◆ **Provided text**:
'''

# Tortitude



## Morlas Mama (Jan 27, 2015)

My youngest son is interested in raising a tort of his own (with my guidance). We currently have a sulcata that is less than a year old. Since we live in cold winter climates, our sully will have her own room in our home after she outgrows her current terrarium. She also has an acre to roam during the summer months, an acre which I do not wish to separate for a second sully. 

From what I read, different species of torts should not co-habitat. Because the sullys grow so large, I can not provide for a second one even though I absolutely LOVE their tortitudes. Knowing this I am looking for ideas on which tort will remain small enough (even full grown) to stay in his/her own habitat and away from our current tort and has the "tortitude" closest to our sulcata. Any suggestions?


----------



## Yvonne G (Jan 27, 2015)

Russian tortoises are very outgoing and become very humanized. They don't require the large space that the sulcata does, however, they do need plenty of room to roam.


----------



## leigti (Jan 27, 2015)

I second what Yvonne says. I think most Russians are pretty much fearless. they definitely have a little attitude. mine is not shy at all, she will even let a two-year-old child hand feed her The first time they ever met. They are enthusiastic eaters also.


----------



## Morlas Mama (Jan 27, 2015)

Two votes for Russian. Okay, I will start reading their care sheets first and see if it is something we can handle correctly. I just wanted to see which torts personalities come closest to the friendly nature of our sully. Thank you!

'''

◆ **Problem requirements**: Could you copy out the tortoise thread above, word for word and in full?

◆ **Data records**:
'''

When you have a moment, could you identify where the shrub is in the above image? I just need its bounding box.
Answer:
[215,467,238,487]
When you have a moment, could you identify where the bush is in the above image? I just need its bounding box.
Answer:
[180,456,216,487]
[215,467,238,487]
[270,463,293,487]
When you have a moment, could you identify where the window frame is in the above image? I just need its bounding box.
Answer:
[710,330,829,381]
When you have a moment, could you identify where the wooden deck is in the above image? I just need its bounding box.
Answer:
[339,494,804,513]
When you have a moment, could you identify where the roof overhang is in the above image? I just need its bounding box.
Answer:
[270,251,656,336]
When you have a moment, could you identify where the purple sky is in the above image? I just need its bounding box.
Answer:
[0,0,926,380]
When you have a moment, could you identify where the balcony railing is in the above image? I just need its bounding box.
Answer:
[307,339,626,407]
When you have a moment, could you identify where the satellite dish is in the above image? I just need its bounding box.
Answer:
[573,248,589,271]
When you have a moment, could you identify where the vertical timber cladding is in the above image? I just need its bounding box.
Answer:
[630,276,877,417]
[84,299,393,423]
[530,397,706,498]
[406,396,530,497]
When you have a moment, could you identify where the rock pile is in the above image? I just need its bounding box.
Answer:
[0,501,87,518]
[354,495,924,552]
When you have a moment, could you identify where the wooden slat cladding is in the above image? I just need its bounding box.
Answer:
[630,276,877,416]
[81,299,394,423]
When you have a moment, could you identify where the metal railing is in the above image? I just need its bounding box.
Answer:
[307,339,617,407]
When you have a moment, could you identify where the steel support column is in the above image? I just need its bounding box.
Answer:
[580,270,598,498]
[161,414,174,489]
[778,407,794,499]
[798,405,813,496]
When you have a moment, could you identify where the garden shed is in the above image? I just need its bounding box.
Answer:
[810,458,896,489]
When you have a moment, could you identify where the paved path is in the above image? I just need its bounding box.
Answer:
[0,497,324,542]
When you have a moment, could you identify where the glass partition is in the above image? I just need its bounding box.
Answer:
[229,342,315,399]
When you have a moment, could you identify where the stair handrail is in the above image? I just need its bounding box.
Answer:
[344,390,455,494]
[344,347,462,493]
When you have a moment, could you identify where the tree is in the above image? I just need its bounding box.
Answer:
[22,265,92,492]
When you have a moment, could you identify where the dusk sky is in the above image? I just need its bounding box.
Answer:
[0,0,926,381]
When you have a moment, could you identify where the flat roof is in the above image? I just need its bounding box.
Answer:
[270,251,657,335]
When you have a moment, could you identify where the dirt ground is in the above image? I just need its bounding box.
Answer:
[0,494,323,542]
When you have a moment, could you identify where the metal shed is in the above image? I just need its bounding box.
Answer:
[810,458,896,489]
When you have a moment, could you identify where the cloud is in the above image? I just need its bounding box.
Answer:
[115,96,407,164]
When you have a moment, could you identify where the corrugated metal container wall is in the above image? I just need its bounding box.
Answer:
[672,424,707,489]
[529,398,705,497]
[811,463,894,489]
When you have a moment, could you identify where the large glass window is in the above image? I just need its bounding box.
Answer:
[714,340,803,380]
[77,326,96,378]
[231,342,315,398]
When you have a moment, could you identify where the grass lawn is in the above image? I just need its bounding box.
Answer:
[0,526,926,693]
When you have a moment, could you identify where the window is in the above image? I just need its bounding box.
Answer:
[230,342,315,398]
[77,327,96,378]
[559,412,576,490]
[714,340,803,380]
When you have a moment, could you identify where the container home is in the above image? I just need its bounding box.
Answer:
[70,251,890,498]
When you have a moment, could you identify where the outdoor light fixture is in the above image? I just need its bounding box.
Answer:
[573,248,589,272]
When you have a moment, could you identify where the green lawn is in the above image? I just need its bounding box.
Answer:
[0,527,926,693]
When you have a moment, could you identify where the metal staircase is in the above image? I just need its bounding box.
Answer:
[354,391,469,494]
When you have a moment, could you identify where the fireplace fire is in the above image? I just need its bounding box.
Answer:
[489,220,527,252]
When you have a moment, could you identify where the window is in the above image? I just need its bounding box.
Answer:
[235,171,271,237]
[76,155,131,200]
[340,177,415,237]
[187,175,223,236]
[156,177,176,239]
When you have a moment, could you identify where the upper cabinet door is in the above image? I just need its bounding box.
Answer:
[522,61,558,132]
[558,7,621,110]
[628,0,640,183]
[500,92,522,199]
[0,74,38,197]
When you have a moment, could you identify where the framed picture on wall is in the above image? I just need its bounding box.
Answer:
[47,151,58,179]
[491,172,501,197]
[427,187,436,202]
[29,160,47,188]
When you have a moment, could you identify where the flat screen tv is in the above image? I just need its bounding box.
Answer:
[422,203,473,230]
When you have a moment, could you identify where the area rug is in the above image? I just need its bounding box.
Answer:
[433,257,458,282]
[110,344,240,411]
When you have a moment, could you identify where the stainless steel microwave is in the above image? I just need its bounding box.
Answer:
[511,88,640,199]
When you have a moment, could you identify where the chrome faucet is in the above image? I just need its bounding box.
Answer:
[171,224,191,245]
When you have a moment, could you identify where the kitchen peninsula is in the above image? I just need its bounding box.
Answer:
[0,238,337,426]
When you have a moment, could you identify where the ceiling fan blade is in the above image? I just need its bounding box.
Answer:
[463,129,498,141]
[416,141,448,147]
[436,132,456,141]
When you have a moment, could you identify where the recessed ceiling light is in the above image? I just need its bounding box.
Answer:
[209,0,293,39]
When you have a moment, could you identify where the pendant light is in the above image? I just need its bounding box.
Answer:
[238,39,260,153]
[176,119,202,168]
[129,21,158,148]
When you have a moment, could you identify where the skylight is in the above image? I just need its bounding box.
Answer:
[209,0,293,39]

'''

◆ **Output of the task**:
# Tortitude



## Morlas Mama (Jan 27, 2015)

My youngest son is interested in raising a tort of his own (with my guidance). We currently have a sulcata that is less than a year old. Since we live in cold winter climates, our sully will have her own room in our home after she outgrows her current terrarium. She also has an acre to roam during the summer months, an acre which I do not wish to separate for a second sully. 

From what I read, different species of torts should not co-habitat. Because the sullys grow so large, I can not provide for a second one even though I absolutely LOVE their tortitudes. Knowing this I am looking for ideas on which tort will remain small enough (even full grown) to stay in his/her own habitat and away from our current tort and has the "tortitude" closest to our sulcata. Any suggestions?


----------



## Yvonne G (Jan 27, 2015)

Russian tortoises are very outgoing and become very humanized. They don't require the large space that the sulcata does, however, they do need plenty of room to roam.


----------



## leigti (Jan 27, 2015)

I second what Yvonne says. I think most Russians are pretty much fearless. they definitely have a little attitude. mine is not shy at all, she will even let a two-year-old child hand feed her The first time they ever met. They are enthusiastic eaters also.


----------



## Morlas Mama (Jan 27, 2015)

Two votes for Russian. Okay, I will start reading their care sheets first and see if it is something we can handle correctly. I just wanted to see which torts personalities come closest to the friendly nature of our sully. Thank you!